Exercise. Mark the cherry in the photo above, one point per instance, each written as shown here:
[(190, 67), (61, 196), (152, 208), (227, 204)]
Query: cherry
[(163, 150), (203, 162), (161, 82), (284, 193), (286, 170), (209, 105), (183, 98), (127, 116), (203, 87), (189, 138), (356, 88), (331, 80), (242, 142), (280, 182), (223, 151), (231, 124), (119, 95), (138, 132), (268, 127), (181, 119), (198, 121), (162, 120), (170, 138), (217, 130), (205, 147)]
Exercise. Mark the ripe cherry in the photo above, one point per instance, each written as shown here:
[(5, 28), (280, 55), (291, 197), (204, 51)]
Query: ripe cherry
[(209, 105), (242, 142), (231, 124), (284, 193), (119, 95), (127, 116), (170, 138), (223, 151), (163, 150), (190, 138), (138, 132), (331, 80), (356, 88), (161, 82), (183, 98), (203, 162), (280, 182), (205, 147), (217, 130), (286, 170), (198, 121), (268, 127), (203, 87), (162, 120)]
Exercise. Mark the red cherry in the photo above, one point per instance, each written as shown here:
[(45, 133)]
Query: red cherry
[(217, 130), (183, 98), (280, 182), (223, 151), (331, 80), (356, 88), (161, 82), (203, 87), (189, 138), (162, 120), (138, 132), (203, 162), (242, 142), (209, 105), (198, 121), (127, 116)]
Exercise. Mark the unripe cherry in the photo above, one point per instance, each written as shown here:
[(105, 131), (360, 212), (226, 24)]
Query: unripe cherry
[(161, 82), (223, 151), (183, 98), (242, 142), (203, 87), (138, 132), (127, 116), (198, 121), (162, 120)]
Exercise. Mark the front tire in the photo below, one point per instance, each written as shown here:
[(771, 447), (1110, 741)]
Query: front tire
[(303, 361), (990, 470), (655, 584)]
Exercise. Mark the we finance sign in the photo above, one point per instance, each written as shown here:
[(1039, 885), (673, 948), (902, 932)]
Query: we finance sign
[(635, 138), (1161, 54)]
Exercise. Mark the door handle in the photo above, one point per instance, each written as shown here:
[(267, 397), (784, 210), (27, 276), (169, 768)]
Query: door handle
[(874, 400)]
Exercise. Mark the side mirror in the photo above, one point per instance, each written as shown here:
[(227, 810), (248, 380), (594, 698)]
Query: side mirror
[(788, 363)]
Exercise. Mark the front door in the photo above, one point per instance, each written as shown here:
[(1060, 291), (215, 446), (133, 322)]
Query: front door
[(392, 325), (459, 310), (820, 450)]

• [OBJECTIVE]:
Copy all of the data above again, putting "Label" wherever "Query" appears and keeping everything else the same.

• [RESULT OF THIS EXERCISE]:
Exercise. Mark the cherry in the photo above, one point per instance, each written as shown here:
[(190, 67), (61, 196), (152, 208), (227, 204)]
Label: cherry
[(163, 150), (203, 162), (161, 82), (284, 193), (286, 170), (209, 105), (183, 98), (127, 116), (203, 87), (189, 138), (356, 88), (331, 80), (242, 142), (280, 182), (223, 151), (231, 124), (119, 95), (138, 132), (268, 127), (181, 119), (198, 121), (162, 120), (170, 138), (217, 130), (205, 147)]
Exercise. Mark the ripe cherry in the photo above, one point per instance, each written as shown here:
[(5, 28), (280, 55), (291, 197), (204, 51)]
Label: ripe cherry
[(209, 105), (242, 142), (231, 124), (284, 193), (119, 95), (127, 116), (170, 138), (223, 151), (163, 150), (190, 138), (138, 132), (331, 80), (356, 88), (161, 82), (183, 98), (203, 162), (280, 182), (205, 147), (217, 130), (286, 170), (198, 121), (268, 127), (203, 87), (162, 120)]
Exercise. Mark the red cherry in the photo above, one point per instance, each written as shown here:
[(45, 133)]
Label: red cherry
[(217, 130), (183, 98), (280, 182), (223, 151), (331, 80), (356, 88), (161, 82), (203, 87), (189, 138), (162, 120), (138, 132), (203, 162), (242, 142), (209, 105), (198, 121), (127, 116)]
Exercise. Mark the unripe cherry in the photo above, one point per instance, each written as shown here:
[(105, 131), (360, 212), (226, 24)]
Label: unripe cherry
[(161, 82), (223, 151), (183, 98), (242, 142), (203, 87), (138, 132), (127, 116), (198, 121), (162, 120)]
Exercise. Mark the front tire in the photo below, one point per instance, each written as shown here:
[(771, 447), (1110, 741)]
Label: front tire
[(303, 361), (990, 470), (655, 584)]
Exercise. Mark the we finance sign in the photo above, one point per instance, each written as shown here:
[(1039, 885), (673, 948), (902, 932)]
Label: we finance sign
[(635, 138), (1161, 54)]
Exercise. Mark the door handle in the photo above, one point per instance, each written as shown here:
[(267, 397), (784, 210), (27, 276), (169, 768)]
Label: door handle
[(874, 400)]
Exercise. Mark the side mirror in the photo above, one point per instance, each written as shown here:
[(227, 810), (248, 380), (594, 698)]
Label: side mirror
[(788, 363)]
Exercise. Mark the front door in the photo above, one point per instance, each written as shown here:
[(1060, 291), (215, 446), (133, 322)]
Label: front door
[(392, 325), (459, 310), (820, 450)]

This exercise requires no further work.